## WHAT YOU ARE ASKED TO DO
Rewrite all the entries below, swapping "integer pixel values" for "whole-number pixel coordinates" everywhere and leaving every other word as it is.

Entries from a pointing dataset:
▬▬▬▬▬▬▬▬▬▬

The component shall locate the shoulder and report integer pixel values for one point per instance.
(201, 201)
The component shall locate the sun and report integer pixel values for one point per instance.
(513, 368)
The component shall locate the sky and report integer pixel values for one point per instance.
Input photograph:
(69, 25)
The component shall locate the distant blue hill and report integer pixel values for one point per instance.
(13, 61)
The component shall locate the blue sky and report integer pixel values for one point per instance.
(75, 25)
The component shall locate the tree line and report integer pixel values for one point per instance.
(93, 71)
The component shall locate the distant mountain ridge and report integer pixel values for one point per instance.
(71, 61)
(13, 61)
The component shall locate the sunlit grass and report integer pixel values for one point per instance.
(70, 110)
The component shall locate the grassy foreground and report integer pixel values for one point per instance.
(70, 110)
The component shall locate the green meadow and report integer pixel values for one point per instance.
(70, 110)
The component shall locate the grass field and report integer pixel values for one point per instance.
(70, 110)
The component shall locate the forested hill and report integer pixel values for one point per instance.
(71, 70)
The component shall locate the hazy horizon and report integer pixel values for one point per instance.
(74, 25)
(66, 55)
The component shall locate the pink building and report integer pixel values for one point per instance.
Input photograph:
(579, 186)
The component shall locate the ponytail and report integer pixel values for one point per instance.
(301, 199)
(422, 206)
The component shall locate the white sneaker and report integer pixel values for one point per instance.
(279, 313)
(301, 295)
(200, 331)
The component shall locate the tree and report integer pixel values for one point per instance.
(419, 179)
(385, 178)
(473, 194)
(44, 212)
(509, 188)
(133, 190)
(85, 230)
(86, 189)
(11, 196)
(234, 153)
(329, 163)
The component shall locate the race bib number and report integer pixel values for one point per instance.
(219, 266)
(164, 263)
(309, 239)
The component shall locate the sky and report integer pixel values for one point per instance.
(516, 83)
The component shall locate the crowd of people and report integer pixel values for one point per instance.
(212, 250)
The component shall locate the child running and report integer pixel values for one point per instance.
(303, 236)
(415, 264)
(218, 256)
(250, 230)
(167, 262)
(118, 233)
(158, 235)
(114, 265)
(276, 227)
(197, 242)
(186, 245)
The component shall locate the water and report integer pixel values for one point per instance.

▬▬▬▬▬▬▬▬▬▬

## TASK RESPONSE
The component shall locate the shoulder and report whole-number pixel coordinates for one point per instance.
(201, 201)
The component shall locate the sun and report whole-number pixel coordinates for one point per instance.
(513, 368)
The component shall locate the sky and report whole-number pixel coordinates for one point per instance.
Input photograph:
(69, 25)
The component shall locate the distant blue hill and report whole-number pixel coordinates for one point per instance.
(13, 61)
The component shall locate the blue sky and report whole-number pixel coordinates for one point per instance.
(75, 25)
The component shall locate the tree line and report whole-number pixel coordinates for one point per instance.
(93, 71)
The component shall locate the distant mountain ridge and report whole-number pixel coordinates for one point per instance.
(71, 61)
(13, 61)
The component shall locate the sunlit grass and report whole-number pixel coordinates for one point per instance.
(70, 110)
The component shall locate the grassy foreground and report whole-number pixel coordinates for one point per instance.
(70, 110)
The component shall locate the green meadow and report whole-number pixel coordinates for one point per instance.
(70, 110)
The component shall locate the grass field and report whole-number pixel coordinates for one point per instance.
(70, 110)
The component shall locate the forested hill and report whole-number pixel coordinates for one point per instance.
(71, 70)
The component shall locate the hazy horizon and report whole-number pixel coordinates for one point per instance.
(74, 25)
(66, 55)
The component shall locate the pink building and report whole-number pixel coordinates for one point per instance.
Input photograph:
(579, 186)
The component shall locate the ponytail and report whole-number pixel coordinates for one point per instance.
(301, 199)
(422, 206)
The component shall locate the white sneaker and report whole-number pixel coordinates for one point per instance.
(279, 313)
(301, 295)
(200, 331)
The component shall locate the tree and report whole-number pixel coordinates for one point per instance.
(419, 179)
(385, 178)
(473, 194)
(44, 212)
(509, 188)
(133, 190)
(85, 230)
(86, 189)
(11, 196)
(234, 153)
(329, 163)
The component shall locate the race bib number and report whole-number pixel coordinates for one point per instance.
(219, 266)
(164, 263)
(309, 239)
The component shall locate the sky and report whole-number pixel coordinates for one point per instance.
(516, 83)
The component shall locate the crowd of people and report whole-number pixel coordinates for one point per instance.
(212, 250)
The component shall locate the child running and report whole-number pixel coordinates for one point per instance.
(303, 236)
(415, 264)
(218, 256)
(250, 230)
(167, 262)
(118, 233)
(158, 235)
(114, 265)
(276, 227)
(197, 242)
(186, 245)
The component shall locate the water and report whole-number pixel coordinates for one point per instance.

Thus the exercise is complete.